:: PASSAGE TO READ
The PC-4 (first version) was extremely limited in both memory and BASIC support. The PC-4 was a rebadged Casio PB-100. For example, it had only 544 bytes available for programs. Without BASIC support for printing (it can only echo the screen to the printer) it really was one of the worst of the pocket computer models. Perhaps this is also why the PC-4 printer isn’t commonly available any longer.
Perhaps the PC-4 was useful for basic functions and limited programs, but you could do little else with it. Without support for DATA statements (until the second version), bit wise functions, limited string functions, only 544 bytes for programs, and limited printer support, the banner program is impossible on this model.
The PC-4 did support a 1KB RAM expansion module, but those are as common today as the SB-2 cable is today. A second version of the PC-4 was released, which added a few BASIC commands, such as DATA, READ, and RESTORE. It’s possible for the banner program to work with the 2nd version of this model if it also had the OR-1 RAM expansion module.
New Use for the PC-4 Printer
Since the PC-6 is far more capable than the PC-4, attaching it to my PC-4 printer would offer more capability for use of the printer. Even though the support in BASIC for printing is the same as the PC-4, and there are no bitwise operators, the PC-6 has far more memory to work with. It supports DATA statements and other additional BASIC commands which allow for more interesting programs to be written. Perhaps even the banner program can be written for the PC-6.
However, unable to find the SB-2 cable meant I could not simply plug in the PC-6 to the printer to experiment with it.
Building a Cable
I chose to build a cable myself; it was only 12 pins.
The connector on the PC-4, PC-5, and PC-6 is unique. It was not something I was able to find online at an electronic parts supplier, yet.
I took the female connector from an old PB-100 (PC-4):
This was a bit easier than trying to find a compatible equivalent on an electronics part supplier site. Having these spare units around for “parts” calculators and modules is sometimes handy.
I was especially careful not to use too much heat removing the connector from the PCB. I used some solder wick and pried up each pin carefully one by one until the connector was free from the PCB.
For the male end of the cable, it turns out that standard header blocks fit well. I happened to have a few of those available for testing the fit.
I did not have ribbon cable wide enough on hand, so I ended up using three pieces of four-wire ribbon cable and some heat shrink to keep it together.
To help avoid shorts and to add a little durability to the connectors, I added small heat shrink to each soldered pin connection.
The cable is quite fragile and care must be taken to avoid damaging it when unplugging either end. Perhaps I’ll find a way to surround the connections with plastic or similar methods for adding some strength to each side of the connection.
Testing the Cable
Because I value the PC-6 more than the PC-4, I used the PC-4 as my test before plugging in the PC-6. In reality, I did actually probe the cable with a continuity tester to ensure no shorts and was careful to get the orientation correct.
The cable worked! I turned the print mode on and saw my calculations printed on the printer.
Without any problems connecting the PC-4, I connected the PC-6, and the same test worked perfectly. I also tested saving to tape and loading from tape.
PC-6 BASIC Support
I’ve been using my banner program as a baseline for capability and comparison across multiple vintage portable computer models. Each model has specific advantages or disadvantages, usually around its printer type (thermal versus pens or ink), BASIC support, and how much memory it takes to accomplish the task.
::::
• [TASK REQUIREMENTS]:
1. Revise the passage on the PC-4 printer from "New Use for" up to and including "for the PC-6.", putting "considerably more memory" in place of "far more memory".
2. Take the passage on the PC-4 printer further, starting after its last sentence.
:: RECORDS SHOWN
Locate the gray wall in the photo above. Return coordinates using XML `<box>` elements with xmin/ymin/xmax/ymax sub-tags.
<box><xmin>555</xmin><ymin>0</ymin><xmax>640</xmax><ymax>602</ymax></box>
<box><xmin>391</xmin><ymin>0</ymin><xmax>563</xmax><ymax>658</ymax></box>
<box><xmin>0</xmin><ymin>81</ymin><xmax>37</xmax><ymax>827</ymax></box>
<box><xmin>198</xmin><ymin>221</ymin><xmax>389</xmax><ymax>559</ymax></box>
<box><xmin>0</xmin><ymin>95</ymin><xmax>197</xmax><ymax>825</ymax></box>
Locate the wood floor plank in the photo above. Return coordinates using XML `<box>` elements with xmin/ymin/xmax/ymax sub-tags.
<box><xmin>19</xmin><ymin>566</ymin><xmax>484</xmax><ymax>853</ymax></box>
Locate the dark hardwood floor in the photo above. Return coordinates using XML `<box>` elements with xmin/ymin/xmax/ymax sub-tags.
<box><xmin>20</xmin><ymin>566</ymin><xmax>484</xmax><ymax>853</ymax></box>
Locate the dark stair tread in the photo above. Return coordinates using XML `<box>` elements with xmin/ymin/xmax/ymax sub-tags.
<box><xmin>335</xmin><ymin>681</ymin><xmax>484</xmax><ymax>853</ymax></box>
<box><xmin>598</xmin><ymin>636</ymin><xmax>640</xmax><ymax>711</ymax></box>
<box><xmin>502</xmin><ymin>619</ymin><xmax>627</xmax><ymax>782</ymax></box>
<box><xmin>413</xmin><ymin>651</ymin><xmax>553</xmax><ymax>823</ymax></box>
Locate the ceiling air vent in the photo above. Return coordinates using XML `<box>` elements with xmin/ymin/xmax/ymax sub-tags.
::::
• [EXERCISE RESULTS]:
1.
New Use for the PC-4 Printer
Since the PC-6 is far more capable than the PC-4, attaching it to my PC-4 printer would offer more capability for use of the printer. Even though the support in BASIC for printing is the same as the PC-4, and there are no bitwise operators, the PC-6 has considerably more memory to work with. It supports DATA statements and other additional BASIC commands which allow for more interesting programs to be written. Perhaps even the banner program can be written for the PC-6.

2.
Similar to the PC-4, the PC-6 does not offer specific printer support in BASIC other than echo to the printer via the PRINT statement. This is done by using the MODE 7 command to turn the printer echo on, the PRINT command(s) would then echo to the printer, and the MODE 8 command turns the printer echo off.
The PC-6 supports far more BASIC commands than the PC-4 (at least the first version). However, it supports similar limited character and string functions. It does support the DATA command with READ and RESTORE.
The PC-6 is missing some convenient BASIC features which are useful for the banner program. It does not have a command to convert a character to an ASCII integer. This is necessary to break down the string to print into individual characters and then convert each character into indexes to the bitmap font data. It also does not support a bitwise AND function.
In order to write a banner program for this Pocket Computer model, I will need to work around these limitations. Of course, the objective is to use as little memory as possible, without obscuring the code too much.
Challenges for the Banner Program
Since the PC-6 does not offer a way to read the internal ROM address space like I could with the PC-2, I will need to use my font bitmap data via DATA statements versus reading the bitmap from ROM.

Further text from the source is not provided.